::: Text

# Abu Ambassaduer 2500CI Upgrade WIP



## yaker (Aug 29, 2005)

.


----------



## bazzoo (Oct 17, 2006)

Mike , have you ordered the ceramic bearings and if so who off as i will order a set and a pawl for the level wind , is there a bearing in the level wind , and why a new pawl , just trying to leep up with you buddy , i want to alter that ABU 5000 i thought was fake but definately is not , appreciate the help


----------



## tobes (Jul 8, 2008)

I have a 20 something year old 3500c which gave me all sorts of grief until i cleaned all the crappy grease out of it know all that lubes it is premo gun oil. neverworked so well (apart from the odd boo boo overcast by yours truly)


----------



## keza (Mar 6, 2007)

the carp are gonna love this when it's finished


----------



## ArWeTherYet (Mar 25, 2007)

Looks very nice Gatesy. A bit wimpy not doing it yourself, but at least it should run very good being rebuilt by an expert. I am intrested in the full inventory of replacement parts. Its amazing what you can do with the ABU range........and dont be scared with tacking it in salt water, my old 6500 goes out regularly and apart from the crappy extra ball bearing in the worm drive, nothing seems to rust and there so easy to pull apart and clean........casts like a dream......well sometimes I still manage to get a birds nest


----------



## bazzoo (Oct 17, 2006)

::::::

• _To do_
a - What are the distinct usernames of the people who post in the thread?
b - In the thread, which fish does keza say will love the reel once it's finished?
c - Copy the thread word for word from "I have a 20" to "(Mar 6, 2007)".
The entries that come next have no connection to the thread.

::: Data records

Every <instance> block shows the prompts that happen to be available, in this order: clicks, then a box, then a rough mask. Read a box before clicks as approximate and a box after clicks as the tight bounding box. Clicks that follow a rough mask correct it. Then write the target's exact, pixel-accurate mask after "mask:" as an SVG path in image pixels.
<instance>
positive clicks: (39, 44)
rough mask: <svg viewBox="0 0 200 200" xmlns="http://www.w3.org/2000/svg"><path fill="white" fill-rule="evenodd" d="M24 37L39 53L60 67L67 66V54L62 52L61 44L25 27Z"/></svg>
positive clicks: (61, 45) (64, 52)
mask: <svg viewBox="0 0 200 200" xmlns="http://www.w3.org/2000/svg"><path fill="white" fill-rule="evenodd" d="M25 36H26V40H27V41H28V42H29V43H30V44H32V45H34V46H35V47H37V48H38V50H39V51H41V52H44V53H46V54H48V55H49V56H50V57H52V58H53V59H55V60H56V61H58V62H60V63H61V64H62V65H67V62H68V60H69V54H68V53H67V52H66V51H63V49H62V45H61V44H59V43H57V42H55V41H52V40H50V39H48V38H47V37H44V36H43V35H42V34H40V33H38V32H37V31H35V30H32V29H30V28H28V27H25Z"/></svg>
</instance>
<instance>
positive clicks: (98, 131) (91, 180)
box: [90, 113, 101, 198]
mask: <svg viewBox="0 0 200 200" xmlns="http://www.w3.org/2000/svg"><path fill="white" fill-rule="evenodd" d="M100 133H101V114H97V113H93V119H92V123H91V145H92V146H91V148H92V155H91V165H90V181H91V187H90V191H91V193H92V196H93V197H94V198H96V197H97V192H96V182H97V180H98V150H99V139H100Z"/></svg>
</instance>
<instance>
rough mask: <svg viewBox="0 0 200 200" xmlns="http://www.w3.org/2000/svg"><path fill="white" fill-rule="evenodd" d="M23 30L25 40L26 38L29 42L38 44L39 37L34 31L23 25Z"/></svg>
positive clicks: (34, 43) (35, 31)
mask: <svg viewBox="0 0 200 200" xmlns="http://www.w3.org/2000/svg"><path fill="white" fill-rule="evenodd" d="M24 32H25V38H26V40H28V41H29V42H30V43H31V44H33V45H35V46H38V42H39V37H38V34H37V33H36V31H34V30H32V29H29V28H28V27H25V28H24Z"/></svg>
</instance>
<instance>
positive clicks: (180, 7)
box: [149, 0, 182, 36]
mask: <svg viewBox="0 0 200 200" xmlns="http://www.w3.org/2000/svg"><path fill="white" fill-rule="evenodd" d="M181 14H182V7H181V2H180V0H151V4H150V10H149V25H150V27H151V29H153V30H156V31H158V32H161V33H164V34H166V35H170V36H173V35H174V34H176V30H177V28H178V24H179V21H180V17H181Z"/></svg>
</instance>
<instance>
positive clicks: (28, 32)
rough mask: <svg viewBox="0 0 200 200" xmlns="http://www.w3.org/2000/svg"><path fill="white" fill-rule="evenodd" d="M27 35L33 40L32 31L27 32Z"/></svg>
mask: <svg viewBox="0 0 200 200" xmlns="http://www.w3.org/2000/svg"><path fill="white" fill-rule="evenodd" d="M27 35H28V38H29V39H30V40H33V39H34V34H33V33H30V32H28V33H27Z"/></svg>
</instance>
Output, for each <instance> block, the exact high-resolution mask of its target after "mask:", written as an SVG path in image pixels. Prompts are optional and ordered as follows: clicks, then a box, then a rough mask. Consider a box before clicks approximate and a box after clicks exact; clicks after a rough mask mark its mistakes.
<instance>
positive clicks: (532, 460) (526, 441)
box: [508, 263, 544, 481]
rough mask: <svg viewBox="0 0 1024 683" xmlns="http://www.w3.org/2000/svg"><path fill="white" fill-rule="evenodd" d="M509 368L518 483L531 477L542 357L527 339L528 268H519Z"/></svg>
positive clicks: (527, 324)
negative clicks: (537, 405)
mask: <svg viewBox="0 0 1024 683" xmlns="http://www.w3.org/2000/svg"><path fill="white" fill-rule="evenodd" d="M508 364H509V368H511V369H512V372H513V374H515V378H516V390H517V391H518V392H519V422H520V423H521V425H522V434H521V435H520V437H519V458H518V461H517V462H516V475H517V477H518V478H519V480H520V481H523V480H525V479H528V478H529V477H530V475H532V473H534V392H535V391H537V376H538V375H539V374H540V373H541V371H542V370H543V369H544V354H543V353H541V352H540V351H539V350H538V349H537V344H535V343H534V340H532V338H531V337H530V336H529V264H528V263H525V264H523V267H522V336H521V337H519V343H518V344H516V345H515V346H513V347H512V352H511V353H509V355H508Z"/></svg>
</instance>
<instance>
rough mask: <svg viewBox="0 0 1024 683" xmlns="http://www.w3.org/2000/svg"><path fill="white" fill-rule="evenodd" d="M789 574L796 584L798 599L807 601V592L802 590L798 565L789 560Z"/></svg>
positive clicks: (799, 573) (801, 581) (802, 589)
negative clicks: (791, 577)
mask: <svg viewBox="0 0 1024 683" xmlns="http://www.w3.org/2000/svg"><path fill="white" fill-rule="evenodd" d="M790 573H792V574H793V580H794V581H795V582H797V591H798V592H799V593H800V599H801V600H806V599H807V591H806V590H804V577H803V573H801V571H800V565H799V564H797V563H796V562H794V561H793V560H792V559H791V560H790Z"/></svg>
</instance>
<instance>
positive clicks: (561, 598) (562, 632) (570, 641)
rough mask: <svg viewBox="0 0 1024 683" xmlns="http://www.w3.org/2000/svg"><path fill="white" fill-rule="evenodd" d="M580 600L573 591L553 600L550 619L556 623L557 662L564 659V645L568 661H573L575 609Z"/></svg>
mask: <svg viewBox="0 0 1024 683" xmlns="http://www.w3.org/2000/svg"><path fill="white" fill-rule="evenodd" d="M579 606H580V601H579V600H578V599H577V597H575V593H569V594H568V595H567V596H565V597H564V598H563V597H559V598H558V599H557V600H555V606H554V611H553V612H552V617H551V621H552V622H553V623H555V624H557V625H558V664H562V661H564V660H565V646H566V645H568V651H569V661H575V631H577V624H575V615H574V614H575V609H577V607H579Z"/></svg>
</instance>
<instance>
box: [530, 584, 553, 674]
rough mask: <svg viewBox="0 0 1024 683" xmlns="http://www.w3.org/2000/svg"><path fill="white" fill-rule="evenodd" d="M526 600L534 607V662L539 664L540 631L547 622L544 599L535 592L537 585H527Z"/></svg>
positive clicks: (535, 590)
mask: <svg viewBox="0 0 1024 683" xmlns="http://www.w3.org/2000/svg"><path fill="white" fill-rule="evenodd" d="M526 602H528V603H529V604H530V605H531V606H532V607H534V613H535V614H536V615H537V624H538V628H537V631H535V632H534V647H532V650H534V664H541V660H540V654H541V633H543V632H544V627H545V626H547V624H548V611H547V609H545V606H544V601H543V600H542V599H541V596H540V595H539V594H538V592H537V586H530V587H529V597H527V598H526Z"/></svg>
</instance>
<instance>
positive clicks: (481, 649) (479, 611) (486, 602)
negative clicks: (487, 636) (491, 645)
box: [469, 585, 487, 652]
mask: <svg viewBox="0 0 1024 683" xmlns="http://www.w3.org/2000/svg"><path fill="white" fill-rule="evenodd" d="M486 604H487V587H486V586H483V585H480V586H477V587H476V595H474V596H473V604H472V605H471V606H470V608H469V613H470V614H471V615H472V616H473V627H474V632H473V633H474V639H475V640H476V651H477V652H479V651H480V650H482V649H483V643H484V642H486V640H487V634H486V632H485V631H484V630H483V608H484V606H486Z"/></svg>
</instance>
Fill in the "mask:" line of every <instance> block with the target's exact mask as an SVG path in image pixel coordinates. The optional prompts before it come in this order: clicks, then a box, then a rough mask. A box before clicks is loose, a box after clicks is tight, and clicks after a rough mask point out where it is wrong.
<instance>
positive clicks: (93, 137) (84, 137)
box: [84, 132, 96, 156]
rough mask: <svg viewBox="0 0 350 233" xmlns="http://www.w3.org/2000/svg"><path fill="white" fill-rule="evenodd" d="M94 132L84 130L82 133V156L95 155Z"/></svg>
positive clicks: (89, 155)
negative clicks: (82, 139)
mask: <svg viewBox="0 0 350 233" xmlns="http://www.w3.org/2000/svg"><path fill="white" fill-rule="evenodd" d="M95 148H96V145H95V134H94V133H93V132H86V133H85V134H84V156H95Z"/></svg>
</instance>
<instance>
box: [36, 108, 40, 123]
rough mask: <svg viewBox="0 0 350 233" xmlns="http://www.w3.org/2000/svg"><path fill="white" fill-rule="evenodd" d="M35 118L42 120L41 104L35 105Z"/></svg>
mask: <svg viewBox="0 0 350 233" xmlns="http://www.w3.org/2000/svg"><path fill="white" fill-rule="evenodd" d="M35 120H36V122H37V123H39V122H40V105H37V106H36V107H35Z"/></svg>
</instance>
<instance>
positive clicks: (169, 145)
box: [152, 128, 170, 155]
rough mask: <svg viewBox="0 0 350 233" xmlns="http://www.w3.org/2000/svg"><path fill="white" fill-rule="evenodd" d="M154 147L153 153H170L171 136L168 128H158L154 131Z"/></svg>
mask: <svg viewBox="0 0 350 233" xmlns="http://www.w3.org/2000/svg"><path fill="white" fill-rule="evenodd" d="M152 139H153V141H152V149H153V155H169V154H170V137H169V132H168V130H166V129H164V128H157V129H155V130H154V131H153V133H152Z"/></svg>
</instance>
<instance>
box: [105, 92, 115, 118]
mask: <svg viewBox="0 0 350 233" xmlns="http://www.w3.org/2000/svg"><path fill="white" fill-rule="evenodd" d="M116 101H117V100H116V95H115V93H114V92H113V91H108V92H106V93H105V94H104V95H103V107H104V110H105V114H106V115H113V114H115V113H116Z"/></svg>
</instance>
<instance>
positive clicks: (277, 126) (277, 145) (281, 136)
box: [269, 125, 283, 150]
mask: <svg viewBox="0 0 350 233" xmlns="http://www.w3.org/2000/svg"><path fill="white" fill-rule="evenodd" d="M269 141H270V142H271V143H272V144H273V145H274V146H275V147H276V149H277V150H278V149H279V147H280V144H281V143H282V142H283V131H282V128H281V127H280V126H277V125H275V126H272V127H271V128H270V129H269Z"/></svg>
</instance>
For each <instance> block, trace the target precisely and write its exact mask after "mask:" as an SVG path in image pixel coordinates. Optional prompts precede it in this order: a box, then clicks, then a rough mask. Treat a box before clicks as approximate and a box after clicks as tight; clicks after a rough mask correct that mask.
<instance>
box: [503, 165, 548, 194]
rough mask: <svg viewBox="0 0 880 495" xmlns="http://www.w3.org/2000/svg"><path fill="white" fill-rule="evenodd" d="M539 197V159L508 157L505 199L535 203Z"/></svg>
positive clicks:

::::::

• _Completed exercise_
a - yaker, bazzoo, tobes, keza, ArWeTherYet

b - The carp.

c -
I have a 20 something year old 3500c which gave me all sorts of grief until i cleaned all the crappy grease out of it know all that lubes it is premo gun oil. neverworked so well (apart from the odd boo boo overcast by yours truly)


----------



## keza (Mar 6, 2007)